* [Problem requirements] Format the part of the listing below that opens with the line containing "Where can the pine" and closes with the line containing "(1130, 364)" as a numbered list, leaving out blank lines.
--- Begin Information shown ---
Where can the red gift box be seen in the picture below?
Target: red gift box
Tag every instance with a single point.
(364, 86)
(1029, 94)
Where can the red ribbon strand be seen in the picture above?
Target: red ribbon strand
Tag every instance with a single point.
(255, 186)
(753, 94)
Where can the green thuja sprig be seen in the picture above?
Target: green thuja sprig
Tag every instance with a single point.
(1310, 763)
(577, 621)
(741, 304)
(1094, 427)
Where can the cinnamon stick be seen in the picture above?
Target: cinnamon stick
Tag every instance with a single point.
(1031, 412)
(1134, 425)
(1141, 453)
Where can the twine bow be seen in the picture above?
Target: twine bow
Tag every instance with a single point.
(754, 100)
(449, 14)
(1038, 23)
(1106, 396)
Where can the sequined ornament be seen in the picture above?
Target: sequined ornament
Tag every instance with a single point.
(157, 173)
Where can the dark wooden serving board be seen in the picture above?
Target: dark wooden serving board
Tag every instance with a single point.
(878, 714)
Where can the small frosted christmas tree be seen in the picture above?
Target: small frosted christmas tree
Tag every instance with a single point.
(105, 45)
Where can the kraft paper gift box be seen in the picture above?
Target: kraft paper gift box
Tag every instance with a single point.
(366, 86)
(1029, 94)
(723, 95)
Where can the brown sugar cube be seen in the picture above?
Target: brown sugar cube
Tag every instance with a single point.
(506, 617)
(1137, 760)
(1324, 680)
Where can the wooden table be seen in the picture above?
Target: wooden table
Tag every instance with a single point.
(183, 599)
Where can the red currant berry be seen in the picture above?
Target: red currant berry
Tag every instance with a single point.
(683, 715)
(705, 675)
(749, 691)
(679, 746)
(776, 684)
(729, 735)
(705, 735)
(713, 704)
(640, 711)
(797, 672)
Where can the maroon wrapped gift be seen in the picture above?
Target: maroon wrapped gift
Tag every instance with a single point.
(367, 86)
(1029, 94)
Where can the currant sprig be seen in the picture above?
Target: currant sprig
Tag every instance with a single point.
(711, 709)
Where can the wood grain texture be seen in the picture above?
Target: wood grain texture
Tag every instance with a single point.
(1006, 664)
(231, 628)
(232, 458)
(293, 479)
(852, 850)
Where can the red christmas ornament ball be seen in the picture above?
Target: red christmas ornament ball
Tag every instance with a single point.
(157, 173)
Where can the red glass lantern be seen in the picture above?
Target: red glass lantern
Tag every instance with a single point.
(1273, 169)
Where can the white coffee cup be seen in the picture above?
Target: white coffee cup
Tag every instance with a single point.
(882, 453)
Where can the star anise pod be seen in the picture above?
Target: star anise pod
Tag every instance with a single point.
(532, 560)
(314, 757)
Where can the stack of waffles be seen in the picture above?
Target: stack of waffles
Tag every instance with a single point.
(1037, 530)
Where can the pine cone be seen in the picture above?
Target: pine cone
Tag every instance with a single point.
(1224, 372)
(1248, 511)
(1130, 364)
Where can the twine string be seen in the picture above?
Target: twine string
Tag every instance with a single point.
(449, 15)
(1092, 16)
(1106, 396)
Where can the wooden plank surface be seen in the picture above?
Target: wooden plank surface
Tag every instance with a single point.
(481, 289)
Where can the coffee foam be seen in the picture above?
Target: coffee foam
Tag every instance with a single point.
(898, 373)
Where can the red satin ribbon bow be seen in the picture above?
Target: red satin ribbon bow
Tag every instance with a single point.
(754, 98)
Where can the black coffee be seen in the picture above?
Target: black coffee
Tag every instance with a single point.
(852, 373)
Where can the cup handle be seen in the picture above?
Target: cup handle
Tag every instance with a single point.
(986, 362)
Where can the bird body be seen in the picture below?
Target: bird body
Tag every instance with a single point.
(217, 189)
--- End Information shown ---
* [Reply]
1. Where can the pine cone be seen in the picture above?
2. Target: pine cone
3. Tag every instance with a single point.
4. (1224, 372)
5. (1248, 511)
6. (1130, 364)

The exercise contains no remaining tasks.